> Directions for this task
Retype the material below. Keep every word exactly as it is.

> Rows from a pointing dataset
--- start ---

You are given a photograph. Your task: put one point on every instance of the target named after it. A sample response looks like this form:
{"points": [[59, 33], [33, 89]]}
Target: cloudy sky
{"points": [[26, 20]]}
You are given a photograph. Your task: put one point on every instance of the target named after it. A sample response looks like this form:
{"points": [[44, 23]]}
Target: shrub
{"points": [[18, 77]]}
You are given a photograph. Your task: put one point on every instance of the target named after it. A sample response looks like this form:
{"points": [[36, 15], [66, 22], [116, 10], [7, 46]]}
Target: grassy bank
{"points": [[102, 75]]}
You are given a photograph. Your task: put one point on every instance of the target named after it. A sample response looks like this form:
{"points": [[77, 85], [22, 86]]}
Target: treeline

--- end ---

> Written response
You are given a photograph. Your task: put one point on every instance of the target named after it. A sample response looks like this form:
{"points": [[59, 33], [33, 89]]}
Target: cloudy sky
{"points": [[26, 20]]}
You are given a photograph. Your task: put one point on every instance of the target named after it. A sample response looks like this form:
{"points": [[44, 23]]}
Target: shrub
{"points": [[18, 77]]}
You are given a photograph. Your task: put one point on every instance of the target named after it. A sample response looks like this form:
{"points": [[36, 15], [66, 22], [116, 10], [7, 46]]}
Target: grassy bank
{"points": [[102, 75]]}
You are given a photograph. Your task: put one point on every instance of the target named after it. A sample response looks like this form:
{"points": [[77, 85], [22, 86]]}
Target: treeline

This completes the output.